Which lines in the rows below contain the word "distant"? Show each of them in full.

Data for this task:
______________________________
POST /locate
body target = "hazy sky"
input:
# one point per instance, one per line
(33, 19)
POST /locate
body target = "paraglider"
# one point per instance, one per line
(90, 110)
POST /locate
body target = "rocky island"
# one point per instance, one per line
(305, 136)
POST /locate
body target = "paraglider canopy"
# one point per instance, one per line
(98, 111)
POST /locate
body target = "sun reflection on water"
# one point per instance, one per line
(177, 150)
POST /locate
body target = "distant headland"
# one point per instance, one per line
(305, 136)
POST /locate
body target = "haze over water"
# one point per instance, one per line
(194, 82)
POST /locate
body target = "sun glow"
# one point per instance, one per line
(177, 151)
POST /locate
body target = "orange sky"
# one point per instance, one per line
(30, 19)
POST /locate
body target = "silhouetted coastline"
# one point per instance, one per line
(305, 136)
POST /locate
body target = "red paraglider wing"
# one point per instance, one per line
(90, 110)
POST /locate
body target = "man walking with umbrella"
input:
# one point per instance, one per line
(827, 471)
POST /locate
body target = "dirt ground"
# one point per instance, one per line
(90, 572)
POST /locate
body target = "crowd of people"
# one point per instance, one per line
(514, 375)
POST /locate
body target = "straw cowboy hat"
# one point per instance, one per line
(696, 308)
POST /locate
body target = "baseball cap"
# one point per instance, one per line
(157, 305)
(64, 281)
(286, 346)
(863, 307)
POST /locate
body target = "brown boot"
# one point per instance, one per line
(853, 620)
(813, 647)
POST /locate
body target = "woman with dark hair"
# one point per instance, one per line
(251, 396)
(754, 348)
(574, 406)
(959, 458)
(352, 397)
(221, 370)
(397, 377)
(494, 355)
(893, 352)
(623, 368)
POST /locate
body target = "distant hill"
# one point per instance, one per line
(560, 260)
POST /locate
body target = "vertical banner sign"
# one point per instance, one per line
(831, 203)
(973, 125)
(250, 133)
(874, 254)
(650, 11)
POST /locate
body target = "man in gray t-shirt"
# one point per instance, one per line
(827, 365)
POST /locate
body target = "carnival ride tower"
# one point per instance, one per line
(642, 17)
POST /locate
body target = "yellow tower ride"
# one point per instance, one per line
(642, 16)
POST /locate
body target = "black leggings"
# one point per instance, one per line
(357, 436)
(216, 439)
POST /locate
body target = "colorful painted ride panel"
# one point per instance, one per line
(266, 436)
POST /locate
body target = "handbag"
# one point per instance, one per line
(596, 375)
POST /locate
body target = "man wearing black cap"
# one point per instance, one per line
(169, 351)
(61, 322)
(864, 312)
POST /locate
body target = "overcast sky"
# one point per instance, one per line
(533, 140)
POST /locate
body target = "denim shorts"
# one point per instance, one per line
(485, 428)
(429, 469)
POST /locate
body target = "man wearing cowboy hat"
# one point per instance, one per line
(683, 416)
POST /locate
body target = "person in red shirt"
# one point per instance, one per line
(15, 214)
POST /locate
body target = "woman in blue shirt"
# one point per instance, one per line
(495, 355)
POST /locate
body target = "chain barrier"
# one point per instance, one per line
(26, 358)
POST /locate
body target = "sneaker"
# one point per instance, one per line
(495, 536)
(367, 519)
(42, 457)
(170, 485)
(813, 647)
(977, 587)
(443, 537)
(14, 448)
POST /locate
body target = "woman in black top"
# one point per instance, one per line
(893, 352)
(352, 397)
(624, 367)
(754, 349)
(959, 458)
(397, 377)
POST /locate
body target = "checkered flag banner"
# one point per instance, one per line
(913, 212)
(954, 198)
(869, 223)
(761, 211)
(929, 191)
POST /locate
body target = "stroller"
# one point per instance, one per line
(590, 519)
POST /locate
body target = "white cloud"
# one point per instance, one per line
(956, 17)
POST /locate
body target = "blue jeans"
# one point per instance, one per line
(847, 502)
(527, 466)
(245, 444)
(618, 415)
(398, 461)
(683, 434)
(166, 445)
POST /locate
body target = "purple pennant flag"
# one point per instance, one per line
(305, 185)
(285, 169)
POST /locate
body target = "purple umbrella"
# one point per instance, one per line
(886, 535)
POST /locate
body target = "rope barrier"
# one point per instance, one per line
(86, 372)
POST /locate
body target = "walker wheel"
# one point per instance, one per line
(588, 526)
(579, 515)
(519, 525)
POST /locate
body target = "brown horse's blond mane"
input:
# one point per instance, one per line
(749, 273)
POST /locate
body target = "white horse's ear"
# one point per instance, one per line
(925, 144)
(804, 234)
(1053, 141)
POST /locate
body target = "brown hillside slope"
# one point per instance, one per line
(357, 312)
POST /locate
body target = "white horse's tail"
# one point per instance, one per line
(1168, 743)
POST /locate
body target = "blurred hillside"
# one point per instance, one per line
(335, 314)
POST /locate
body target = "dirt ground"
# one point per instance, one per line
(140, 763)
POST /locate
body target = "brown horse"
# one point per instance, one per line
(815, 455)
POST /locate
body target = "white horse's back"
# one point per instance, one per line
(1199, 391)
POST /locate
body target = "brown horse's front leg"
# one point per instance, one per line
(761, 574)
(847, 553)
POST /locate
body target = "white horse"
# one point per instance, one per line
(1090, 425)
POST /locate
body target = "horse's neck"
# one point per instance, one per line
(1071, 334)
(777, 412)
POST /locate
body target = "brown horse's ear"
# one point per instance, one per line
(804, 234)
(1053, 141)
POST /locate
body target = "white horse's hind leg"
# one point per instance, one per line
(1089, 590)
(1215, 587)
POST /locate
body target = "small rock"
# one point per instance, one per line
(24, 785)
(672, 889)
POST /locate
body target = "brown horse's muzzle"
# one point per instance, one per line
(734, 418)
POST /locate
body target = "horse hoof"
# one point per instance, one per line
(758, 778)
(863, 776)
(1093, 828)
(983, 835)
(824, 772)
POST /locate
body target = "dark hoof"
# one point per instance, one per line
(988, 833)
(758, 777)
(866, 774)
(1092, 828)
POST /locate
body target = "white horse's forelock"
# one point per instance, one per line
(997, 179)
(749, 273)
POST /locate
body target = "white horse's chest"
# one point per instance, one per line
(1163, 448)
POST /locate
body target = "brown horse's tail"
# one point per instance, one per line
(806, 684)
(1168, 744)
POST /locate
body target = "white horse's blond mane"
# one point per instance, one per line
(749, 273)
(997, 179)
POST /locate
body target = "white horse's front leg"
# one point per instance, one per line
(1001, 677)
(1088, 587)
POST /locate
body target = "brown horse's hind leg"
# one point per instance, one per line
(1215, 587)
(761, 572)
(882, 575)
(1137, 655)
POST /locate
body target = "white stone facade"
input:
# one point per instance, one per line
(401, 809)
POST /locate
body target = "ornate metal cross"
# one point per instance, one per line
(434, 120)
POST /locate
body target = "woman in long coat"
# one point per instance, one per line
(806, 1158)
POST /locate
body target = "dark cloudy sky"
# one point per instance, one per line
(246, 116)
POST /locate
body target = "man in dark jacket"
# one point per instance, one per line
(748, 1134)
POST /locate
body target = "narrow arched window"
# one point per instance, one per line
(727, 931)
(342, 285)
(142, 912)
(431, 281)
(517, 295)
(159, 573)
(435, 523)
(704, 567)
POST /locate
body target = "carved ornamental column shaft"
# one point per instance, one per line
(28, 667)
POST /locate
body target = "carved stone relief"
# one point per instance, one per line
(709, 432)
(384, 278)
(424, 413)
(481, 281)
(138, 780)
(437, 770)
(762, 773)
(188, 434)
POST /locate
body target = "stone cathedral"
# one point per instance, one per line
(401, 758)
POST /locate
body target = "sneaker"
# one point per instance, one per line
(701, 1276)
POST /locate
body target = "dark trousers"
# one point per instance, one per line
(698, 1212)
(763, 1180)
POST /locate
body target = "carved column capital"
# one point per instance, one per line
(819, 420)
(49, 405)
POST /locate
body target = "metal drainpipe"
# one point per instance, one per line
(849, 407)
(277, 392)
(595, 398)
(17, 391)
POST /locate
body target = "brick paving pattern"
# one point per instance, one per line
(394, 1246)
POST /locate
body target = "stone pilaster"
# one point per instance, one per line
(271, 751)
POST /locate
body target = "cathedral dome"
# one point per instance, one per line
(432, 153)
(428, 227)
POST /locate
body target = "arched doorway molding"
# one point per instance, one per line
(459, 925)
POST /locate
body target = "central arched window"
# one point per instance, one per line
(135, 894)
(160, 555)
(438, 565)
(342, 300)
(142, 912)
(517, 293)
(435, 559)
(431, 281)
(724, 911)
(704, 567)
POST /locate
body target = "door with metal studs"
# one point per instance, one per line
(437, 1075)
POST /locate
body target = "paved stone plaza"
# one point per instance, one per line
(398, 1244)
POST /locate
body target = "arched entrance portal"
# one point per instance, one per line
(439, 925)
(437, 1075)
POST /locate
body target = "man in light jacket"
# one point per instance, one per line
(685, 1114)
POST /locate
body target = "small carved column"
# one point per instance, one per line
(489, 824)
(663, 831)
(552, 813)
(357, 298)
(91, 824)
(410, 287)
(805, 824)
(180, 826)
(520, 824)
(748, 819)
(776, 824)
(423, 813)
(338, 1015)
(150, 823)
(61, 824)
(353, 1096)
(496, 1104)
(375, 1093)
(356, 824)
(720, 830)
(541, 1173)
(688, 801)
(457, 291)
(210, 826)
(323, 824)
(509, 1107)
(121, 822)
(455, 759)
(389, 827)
______________________________
Solution to the problem:
body target = "distant headland"
body target = "distant hill"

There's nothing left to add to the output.